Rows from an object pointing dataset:
+===+
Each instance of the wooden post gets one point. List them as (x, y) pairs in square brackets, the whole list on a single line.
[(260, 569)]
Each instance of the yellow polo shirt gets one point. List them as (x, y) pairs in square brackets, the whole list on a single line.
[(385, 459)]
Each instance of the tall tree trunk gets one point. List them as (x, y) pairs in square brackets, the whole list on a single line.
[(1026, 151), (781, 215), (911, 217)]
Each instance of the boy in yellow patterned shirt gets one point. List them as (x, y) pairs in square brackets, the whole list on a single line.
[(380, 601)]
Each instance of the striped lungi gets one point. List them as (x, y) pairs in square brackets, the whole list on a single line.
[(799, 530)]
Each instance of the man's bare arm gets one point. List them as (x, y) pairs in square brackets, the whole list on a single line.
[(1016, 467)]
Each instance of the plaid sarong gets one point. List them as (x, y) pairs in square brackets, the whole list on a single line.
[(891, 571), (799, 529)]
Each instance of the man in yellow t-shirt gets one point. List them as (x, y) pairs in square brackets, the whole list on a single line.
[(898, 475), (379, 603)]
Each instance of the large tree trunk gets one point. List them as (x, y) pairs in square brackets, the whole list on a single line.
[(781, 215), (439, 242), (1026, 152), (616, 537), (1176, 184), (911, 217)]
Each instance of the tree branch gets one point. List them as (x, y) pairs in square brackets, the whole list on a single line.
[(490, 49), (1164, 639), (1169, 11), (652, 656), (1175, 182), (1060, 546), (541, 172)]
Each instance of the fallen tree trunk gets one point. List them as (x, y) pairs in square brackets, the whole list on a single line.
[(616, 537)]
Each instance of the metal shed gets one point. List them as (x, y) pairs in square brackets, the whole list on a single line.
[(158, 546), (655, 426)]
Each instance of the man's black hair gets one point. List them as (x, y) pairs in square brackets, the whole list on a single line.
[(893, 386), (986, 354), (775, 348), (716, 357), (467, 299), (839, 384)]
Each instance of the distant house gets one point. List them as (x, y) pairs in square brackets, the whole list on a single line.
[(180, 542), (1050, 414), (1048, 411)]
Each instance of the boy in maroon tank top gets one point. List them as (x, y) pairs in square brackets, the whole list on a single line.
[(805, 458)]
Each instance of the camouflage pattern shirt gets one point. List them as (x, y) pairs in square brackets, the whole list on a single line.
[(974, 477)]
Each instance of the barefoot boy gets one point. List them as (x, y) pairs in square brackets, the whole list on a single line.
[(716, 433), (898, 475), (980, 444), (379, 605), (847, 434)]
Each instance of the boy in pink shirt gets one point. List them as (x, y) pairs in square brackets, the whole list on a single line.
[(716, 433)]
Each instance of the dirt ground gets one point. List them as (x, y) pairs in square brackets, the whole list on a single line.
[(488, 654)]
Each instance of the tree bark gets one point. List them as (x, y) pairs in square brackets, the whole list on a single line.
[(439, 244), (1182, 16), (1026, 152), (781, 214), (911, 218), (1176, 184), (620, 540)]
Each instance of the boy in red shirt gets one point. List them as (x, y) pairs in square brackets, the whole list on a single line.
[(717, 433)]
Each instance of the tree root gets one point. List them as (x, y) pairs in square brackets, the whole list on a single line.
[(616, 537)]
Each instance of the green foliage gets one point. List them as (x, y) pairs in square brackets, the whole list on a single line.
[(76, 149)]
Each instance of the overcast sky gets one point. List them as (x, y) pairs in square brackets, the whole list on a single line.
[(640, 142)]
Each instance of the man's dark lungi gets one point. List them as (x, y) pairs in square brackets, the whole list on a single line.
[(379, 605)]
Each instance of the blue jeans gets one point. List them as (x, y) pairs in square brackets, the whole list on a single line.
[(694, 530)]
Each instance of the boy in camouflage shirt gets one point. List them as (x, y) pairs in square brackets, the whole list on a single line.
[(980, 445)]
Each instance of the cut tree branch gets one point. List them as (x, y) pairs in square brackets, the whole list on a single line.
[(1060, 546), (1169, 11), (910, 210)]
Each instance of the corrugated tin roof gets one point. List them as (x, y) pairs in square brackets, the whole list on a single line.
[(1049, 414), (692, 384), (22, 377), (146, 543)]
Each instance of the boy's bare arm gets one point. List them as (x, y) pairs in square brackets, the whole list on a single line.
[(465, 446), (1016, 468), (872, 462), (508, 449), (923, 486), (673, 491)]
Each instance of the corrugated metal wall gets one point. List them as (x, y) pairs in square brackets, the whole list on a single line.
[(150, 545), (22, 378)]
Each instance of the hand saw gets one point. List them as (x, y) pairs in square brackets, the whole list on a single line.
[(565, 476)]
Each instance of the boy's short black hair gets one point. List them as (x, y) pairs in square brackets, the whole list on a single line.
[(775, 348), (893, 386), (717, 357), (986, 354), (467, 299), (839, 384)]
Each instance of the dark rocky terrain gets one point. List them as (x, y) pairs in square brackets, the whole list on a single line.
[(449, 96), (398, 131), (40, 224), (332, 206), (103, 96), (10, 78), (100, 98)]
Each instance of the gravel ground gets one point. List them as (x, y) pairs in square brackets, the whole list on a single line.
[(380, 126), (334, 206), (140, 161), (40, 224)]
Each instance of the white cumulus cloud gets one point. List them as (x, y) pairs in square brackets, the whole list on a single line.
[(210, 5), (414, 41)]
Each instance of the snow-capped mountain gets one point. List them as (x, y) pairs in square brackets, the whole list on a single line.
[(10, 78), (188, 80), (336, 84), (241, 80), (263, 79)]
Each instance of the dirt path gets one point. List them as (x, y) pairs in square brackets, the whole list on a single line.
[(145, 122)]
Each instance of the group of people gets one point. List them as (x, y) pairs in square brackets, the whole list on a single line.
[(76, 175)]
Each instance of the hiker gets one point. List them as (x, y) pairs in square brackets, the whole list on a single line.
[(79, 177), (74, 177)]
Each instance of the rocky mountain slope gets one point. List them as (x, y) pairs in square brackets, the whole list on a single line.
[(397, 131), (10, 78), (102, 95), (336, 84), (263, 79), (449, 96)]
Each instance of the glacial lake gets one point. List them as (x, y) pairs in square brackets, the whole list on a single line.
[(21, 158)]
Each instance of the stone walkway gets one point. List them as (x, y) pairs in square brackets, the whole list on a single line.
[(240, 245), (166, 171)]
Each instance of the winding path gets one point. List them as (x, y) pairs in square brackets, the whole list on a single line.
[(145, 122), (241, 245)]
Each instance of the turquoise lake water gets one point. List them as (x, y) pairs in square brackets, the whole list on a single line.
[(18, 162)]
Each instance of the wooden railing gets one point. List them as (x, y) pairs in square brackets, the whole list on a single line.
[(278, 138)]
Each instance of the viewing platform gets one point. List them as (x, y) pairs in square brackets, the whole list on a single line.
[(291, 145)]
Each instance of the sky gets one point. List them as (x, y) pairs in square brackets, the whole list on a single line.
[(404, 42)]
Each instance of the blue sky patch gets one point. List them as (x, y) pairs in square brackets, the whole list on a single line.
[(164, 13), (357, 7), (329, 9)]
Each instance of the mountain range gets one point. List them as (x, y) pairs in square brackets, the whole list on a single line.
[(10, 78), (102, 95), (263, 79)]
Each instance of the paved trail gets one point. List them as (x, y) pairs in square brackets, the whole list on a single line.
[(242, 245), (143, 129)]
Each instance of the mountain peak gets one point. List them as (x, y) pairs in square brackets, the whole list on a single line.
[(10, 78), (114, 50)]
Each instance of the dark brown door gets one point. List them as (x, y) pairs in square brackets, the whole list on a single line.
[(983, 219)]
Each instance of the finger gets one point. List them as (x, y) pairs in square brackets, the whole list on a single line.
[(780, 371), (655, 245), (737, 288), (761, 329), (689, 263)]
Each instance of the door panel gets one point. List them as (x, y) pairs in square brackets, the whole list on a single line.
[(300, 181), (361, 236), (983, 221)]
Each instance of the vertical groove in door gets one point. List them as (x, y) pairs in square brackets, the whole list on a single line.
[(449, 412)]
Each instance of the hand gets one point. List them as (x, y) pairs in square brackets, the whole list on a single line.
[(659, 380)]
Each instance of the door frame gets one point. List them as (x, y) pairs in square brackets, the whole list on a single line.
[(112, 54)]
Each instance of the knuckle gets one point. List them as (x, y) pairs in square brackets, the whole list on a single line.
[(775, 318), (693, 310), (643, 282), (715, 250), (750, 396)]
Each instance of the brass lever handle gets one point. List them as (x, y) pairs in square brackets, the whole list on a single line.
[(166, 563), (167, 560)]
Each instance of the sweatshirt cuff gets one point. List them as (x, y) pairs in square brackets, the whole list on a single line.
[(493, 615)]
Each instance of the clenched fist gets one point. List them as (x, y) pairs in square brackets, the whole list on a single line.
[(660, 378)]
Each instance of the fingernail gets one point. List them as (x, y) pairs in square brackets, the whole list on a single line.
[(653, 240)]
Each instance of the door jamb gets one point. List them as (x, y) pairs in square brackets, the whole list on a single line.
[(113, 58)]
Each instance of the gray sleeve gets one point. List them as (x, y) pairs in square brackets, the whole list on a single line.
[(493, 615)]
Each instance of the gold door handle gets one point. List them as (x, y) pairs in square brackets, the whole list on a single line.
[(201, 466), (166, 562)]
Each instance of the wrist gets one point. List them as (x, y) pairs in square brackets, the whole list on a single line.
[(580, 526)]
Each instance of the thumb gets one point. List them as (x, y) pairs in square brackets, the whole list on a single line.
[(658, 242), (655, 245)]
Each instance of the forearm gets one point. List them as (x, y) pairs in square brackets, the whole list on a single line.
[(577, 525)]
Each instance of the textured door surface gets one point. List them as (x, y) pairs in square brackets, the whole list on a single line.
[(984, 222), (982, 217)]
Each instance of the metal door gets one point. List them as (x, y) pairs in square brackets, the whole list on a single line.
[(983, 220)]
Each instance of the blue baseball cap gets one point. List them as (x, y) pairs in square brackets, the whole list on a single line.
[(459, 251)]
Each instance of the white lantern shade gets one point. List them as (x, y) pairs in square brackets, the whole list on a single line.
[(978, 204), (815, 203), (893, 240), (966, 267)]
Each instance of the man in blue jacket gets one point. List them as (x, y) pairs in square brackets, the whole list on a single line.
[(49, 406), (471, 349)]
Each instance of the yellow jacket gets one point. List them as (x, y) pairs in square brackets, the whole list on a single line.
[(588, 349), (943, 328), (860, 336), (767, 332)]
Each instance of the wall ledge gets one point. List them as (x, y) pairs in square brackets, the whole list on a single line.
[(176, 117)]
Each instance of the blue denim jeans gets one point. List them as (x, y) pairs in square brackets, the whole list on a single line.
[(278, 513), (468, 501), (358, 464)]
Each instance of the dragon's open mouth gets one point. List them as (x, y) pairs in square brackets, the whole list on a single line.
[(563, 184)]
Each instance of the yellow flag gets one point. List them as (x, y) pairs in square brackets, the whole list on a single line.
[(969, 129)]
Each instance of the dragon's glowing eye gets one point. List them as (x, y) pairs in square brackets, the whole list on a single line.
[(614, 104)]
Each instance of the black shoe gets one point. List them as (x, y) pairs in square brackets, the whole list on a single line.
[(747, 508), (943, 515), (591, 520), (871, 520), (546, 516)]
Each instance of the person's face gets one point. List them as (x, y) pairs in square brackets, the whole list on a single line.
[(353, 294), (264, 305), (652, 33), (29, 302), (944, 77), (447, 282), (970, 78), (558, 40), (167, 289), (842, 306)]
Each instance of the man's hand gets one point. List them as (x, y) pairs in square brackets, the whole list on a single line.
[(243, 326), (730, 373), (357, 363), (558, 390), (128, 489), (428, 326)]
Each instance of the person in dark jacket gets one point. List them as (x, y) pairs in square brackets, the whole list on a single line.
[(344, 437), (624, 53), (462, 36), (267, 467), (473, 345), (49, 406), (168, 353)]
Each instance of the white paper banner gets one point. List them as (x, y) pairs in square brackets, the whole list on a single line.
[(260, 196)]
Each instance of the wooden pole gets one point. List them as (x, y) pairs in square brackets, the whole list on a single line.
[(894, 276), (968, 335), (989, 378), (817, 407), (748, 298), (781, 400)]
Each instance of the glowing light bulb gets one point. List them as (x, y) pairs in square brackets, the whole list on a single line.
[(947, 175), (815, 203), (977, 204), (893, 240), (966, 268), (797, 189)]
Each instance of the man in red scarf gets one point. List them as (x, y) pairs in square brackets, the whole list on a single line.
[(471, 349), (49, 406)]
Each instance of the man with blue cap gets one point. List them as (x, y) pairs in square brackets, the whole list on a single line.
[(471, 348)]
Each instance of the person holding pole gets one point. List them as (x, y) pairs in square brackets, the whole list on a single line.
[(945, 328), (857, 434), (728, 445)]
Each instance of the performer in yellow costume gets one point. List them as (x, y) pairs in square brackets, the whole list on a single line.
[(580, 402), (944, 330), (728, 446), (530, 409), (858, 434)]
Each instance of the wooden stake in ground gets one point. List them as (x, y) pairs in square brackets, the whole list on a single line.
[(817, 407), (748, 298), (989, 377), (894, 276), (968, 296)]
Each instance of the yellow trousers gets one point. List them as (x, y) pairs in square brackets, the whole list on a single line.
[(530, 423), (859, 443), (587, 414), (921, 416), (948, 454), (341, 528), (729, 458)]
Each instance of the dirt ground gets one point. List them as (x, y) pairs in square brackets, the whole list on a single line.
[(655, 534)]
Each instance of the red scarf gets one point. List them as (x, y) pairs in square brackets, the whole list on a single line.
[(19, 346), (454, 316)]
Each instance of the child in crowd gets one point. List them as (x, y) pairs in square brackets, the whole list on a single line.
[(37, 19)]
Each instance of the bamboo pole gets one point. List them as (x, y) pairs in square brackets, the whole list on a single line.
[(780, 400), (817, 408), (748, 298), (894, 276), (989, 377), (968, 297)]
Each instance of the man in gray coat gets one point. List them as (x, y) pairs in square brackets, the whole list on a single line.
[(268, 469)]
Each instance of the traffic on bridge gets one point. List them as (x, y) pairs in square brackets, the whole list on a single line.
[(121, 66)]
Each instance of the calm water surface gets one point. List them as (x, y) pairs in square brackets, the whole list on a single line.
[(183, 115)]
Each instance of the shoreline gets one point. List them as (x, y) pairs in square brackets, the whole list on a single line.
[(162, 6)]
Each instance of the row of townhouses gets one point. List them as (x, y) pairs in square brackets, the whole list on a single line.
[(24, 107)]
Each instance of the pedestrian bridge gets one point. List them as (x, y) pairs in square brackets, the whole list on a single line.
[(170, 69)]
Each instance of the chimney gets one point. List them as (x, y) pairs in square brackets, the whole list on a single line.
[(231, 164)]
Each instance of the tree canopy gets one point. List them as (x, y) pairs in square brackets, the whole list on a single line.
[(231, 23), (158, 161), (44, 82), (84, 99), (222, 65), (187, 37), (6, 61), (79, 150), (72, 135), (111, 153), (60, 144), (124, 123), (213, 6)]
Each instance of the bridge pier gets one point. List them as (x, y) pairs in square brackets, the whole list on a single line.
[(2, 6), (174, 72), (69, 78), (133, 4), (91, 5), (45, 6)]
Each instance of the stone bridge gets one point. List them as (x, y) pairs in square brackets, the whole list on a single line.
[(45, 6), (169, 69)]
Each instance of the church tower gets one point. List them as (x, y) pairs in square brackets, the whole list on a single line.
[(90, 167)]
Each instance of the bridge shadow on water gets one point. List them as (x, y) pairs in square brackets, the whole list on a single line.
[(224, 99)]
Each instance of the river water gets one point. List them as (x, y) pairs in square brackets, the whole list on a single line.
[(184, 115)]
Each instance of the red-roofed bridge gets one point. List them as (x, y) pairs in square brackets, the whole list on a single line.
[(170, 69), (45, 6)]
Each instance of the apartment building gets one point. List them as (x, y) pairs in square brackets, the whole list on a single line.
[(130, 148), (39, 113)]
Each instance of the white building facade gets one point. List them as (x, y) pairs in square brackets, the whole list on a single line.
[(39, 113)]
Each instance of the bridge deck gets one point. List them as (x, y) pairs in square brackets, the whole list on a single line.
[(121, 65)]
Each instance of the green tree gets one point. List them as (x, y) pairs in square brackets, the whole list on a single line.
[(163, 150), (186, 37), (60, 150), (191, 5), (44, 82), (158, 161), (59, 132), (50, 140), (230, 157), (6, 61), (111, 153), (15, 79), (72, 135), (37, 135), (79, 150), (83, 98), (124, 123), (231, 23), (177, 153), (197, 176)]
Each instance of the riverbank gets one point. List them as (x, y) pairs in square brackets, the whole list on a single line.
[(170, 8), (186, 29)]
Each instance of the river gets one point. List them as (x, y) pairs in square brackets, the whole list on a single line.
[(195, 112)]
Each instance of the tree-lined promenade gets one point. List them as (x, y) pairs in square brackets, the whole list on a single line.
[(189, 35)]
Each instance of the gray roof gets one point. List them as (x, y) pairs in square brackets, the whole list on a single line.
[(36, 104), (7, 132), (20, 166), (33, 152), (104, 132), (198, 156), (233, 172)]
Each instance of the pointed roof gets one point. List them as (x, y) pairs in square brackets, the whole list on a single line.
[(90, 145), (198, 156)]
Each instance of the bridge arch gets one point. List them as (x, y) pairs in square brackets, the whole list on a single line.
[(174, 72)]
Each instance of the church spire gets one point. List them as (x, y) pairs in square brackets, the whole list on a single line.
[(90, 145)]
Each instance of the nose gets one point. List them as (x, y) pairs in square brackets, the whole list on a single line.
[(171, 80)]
+===+
EXERCISE TASK:
Please rescale the entries starting at the first one and ending at the line that contains "[(158, 546), (655, 426)]". Repeat every line, requests included, and multiply each x and y coordinate in the answers by 1.05, rounding to whole numbers with halves rounded up.

RESULT:
Each instance of the wooden post gets one point. List them as (x, y) pairs in square brackets, the whole list on a single line.
[(273, 597)]
Each instance of the yellow polo shirt gets one point. List them as (x, y) pairs in square brackets, the whole list on a single line.
[(404, 482)]
Each instance of the tall tree trunk gets one point. List them as (x, y) pairs in square brackets, the whole list on a single line.
[(1077, 159), (820, 226), (957, 228)]
Each instance of the boy in yellow patterned shirt gets one point. List them as (x, y) pairs in square brackets, the whole list on a single line.
[(399, 631)]
Each instance of the striped lungi gets one point. List them as (x, y) pairs in square brackets, the whole list on a single line.
[(839, 557)]
Each instance of the man's bare arm gets one point. List them as (x, y) pairs in square brackets, the whole list on a single line.
[(1067, 490)]
Each instance of the plaid sarong gets one point. List them as (x, y) pairs in square brackets, the whole list on a single line.
[(936, 600), (839, 555)]
Each instance of the man in yellow t-shirt gets one point. List them as (x, y) pairs in square brackets, the whole list on a single line.
[(943, 499), (398, 633)]
Each instance of the large tree trunk gets one point. List them as (x, y) pairs in square brackets, the whole list on a single line.
[(820, 226), (461, 254), (1077, 160), (647, 564), (1235, 193), (957, 228)]
Each instance of the tree branch gets one point. List them as (x, y) pairs in square brackets, the whole list on a single line.
[(515, 51), (1222, 671), (1227, 12), (685, 689), (1234, 191), (1113, 573), (568, 181)]
Each instance of the fallen tree trunk gets one point. List them as (x, y) pairs in square brackets, the whole list on a single line.
[(647, 564)]
Each instance of the metal shed gets one point. List them as (x, y) pairs in square brackets, the whole list on a single line.
[(166, 573), (688, 447)]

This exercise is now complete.